About this task:
Transcribe the text on the Stock Exchange Arcade in full, with no changes.

Text section:
=====

The Stock Exchange Arcade is a masonry arcade of small offices on both sides of a central court covered with a glazed vault which is supported by steel trusses with decorative inset webs. It is now glazed with modern wired glass. The arcade floor is tessellated tiles. It is entered through a two-storey structure which has offices on the upper floor and shops at street level. The central entrance is protected by a barrel-vaulted portico which projects out from the second storey over the pavement and is supported on timber posts.

The vault is clad with galvanised iron and glazed in at the front with a variety of coloured glass incorporating cast iron panels. It is flanked on the upper storey by pairs of windows and by a metal awning supported by posts to the street on the lower floor. The facade is topped by a stepped, balustraded parapet.

The shop fronts facing the street and within the arcade incorporate large timber framed windows with coloured glass above and cast iron vents above and below. Most of the joinery to the shop fronts is reconstructed. The original timber stairs lead up to the rooms at first floor level which are linked by a bridge with a cast iron balustrade. The wrought iron fence thought to have originally been at the rear of the arcade is now located at the front.

=====

Data extracted from a collection:

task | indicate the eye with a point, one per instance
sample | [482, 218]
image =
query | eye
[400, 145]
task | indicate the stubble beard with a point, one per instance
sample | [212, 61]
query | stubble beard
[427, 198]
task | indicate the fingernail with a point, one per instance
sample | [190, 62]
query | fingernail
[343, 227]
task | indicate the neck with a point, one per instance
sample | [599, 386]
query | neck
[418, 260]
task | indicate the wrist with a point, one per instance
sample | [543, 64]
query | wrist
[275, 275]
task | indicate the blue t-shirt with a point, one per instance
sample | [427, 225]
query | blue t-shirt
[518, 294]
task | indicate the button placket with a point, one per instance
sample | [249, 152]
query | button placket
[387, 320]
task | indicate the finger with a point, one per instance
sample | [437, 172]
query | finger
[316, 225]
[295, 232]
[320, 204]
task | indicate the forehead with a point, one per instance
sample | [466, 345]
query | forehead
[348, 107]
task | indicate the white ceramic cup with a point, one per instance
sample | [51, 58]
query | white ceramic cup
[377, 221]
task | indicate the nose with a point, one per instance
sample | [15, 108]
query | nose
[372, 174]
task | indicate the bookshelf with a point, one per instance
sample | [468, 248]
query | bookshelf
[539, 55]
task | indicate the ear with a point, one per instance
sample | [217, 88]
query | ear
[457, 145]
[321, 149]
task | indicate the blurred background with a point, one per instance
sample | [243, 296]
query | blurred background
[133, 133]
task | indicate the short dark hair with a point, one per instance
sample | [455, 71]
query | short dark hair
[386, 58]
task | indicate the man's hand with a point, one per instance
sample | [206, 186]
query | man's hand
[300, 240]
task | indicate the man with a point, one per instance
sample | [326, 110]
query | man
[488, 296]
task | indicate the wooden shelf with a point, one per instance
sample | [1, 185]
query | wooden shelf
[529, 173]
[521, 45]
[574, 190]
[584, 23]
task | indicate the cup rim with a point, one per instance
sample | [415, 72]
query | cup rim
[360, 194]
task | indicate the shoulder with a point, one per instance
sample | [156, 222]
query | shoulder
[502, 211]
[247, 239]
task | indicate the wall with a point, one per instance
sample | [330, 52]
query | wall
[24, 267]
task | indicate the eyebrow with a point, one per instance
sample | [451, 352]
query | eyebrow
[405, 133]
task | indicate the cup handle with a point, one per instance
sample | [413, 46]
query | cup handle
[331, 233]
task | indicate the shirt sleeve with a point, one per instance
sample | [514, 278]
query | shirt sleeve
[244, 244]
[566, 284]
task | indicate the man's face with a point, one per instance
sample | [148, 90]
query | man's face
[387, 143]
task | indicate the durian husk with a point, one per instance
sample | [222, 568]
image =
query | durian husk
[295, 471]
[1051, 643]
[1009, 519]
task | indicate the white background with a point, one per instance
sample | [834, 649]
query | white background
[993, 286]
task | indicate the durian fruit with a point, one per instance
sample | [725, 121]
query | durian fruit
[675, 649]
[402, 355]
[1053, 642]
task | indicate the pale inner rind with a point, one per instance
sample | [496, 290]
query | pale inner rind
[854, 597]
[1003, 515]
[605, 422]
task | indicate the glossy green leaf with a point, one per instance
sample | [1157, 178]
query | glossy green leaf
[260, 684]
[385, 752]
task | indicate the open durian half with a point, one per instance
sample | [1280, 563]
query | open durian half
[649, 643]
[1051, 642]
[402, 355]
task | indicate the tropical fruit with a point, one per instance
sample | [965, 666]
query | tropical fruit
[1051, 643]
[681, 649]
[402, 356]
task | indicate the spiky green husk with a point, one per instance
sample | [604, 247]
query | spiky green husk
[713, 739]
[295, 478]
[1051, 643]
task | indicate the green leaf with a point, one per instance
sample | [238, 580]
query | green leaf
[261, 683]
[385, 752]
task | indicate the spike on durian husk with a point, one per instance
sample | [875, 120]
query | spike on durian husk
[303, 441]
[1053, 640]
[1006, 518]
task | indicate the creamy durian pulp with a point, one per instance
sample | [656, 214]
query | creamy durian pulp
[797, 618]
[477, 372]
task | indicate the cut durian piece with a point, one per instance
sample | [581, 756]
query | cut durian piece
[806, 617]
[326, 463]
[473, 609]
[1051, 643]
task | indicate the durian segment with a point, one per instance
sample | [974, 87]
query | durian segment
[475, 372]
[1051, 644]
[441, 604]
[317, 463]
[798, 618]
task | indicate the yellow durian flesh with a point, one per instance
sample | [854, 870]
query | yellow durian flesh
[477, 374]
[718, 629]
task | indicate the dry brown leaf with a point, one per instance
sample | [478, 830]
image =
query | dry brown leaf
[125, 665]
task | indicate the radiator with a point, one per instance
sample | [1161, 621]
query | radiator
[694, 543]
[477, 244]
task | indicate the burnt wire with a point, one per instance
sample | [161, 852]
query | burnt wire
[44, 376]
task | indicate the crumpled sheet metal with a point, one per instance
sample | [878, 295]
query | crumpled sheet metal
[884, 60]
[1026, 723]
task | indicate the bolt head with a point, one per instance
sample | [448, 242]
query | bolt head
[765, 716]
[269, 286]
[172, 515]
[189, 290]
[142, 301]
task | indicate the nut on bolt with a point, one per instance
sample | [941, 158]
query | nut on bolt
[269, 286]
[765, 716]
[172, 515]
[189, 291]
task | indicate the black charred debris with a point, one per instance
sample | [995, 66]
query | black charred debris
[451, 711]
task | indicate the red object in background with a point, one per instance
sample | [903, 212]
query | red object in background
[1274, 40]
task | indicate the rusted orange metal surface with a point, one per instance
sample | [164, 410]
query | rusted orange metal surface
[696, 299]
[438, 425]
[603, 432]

=====

Written solution:
The Stock Exchange Arcade is a masonry arcade of small offices on both sides of a central court covered with a glazed vault which is supported by steel trusses with decorative inset webs. It is now glazed with modern wired glass. The arcade floor is tessellated tiles. It is entered through a two-storey structure which has offices on the upper floor and shops at street level. The central entrance is protected by a barrel-vaulted portico which projects out from the second storey over the pavement and is supported on timber posts.

The vault is clad with galvanised iron and glazed in at the front with a variety of coloured glass incorporating cast iron panels. It is flanked on the upper storey by pairs of windows and by a metal awning supported by posts to the street on the lower floor. The facade is topped by a stepped, balustraded parapet.

The shop fronts facing the street and within the arcade incorporate large timber framed windows with coloured glass above and cast iron vents above and below. Most of the joinery to the shop fronts is reconstructed. The original timber stairs lead up to the rooms at first floor level which are linked by a bridge with a cast iron balustrade. The wrought iron fence thought to have originally been at the rear of the arcade is now located at the front.